Across the lines of the records below, how many have the string "this" in them? Answer with the number alone.

Start of INPUT RECORDS

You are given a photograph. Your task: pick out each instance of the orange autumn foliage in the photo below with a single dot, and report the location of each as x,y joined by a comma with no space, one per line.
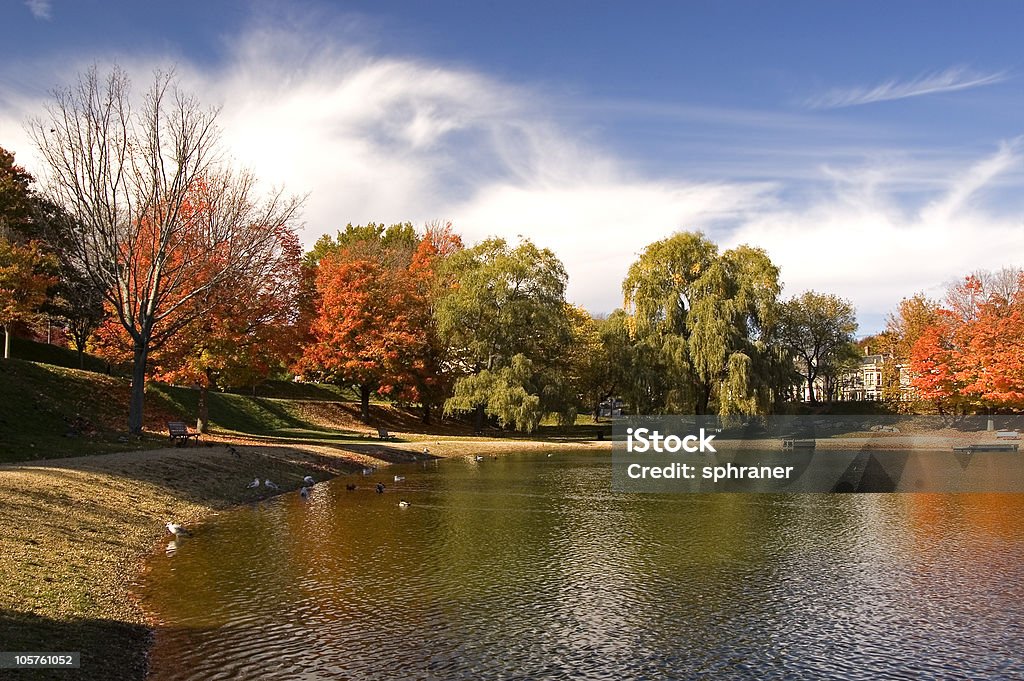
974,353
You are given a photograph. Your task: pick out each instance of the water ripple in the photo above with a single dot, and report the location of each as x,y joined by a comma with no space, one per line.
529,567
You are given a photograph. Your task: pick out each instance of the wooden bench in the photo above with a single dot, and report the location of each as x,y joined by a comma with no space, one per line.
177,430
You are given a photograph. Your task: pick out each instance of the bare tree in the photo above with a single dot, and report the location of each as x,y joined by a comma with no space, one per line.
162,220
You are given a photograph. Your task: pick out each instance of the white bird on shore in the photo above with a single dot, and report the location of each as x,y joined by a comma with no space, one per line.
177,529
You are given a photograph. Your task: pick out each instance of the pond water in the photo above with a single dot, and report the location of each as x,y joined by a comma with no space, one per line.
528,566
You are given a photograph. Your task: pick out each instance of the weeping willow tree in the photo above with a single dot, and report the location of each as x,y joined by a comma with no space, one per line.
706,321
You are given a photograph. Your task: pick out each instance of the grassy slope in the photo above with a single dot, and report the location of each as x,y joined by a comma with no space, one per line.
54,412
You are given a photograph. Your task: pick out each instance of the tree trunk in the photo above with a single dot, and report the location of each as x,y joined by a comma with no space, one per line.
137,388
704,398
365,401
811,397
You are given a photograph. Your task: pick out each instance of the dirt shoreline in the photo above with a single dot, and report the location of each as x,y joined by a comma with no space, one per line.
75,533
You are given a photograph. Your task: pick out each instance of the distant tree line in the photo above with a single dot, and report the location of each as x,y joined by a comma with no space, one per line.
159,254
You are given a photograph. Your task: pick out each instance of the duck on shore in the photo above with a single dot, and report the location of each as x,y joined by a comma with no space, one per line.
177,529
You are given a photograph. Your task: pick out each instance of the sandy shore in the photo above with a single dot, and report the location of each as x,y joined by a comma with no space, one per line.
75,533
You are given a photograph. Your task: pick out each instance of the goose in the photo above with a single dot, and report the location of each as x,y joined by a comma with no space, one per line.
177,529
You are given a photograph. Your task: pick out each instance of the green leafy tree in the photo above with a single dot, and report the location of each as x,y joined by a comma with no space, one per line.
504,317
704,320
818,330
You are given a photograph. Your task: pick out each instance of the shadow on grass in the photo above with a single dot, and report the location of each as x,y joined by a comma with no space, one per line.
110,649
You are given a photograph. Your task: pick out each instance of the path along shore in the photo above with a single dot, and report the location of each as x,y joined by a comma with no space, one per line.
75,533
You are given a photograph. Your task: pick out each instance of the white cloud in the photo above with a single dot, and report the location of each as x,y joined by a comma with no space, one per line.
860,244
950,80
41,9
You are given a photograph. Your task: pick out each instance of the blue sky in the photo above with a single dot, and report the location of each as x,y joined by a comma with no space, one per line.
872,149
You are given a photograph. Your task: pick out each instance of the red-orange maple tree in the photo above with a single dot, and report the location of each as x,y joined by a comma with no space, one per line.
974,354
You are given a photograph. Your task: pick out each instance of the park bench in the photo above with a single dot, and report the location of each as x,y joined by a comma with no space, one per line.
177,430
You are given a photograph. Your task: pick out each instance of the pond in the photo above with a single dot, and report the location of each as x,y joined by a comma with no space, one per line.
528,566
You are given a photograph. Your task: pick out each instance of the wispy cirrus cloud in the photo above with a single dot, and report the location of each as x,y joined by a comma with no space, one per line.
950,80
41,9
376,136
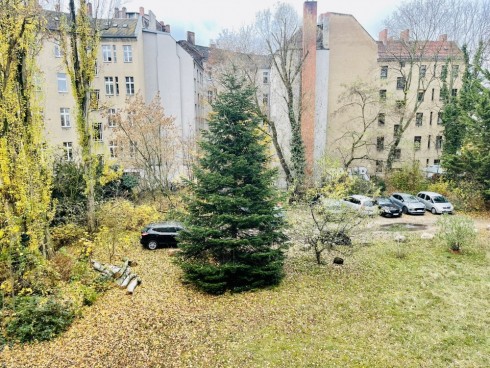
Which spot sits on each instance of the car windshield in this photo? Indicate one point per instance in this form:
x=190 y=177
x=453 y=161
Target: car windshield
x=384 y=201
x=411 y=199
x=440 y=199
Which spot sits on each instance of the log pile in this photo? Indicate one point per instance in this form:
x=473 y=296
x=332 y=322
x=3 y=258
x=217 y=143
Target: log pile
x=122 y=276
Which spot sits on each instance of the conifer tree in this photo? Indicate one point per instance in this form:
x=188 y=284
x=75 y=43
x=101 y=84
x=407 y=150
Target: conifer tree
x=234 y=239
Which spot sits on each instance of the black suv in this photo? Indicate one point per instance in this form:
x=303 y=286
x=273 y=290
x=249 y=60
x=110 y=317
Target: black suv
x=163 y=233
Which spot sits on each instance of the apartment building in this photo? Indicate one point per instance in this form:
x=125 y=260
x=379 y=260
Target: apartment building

End of INPUT RECORDS

◆ ANSWER FOR THE TASK ◆
5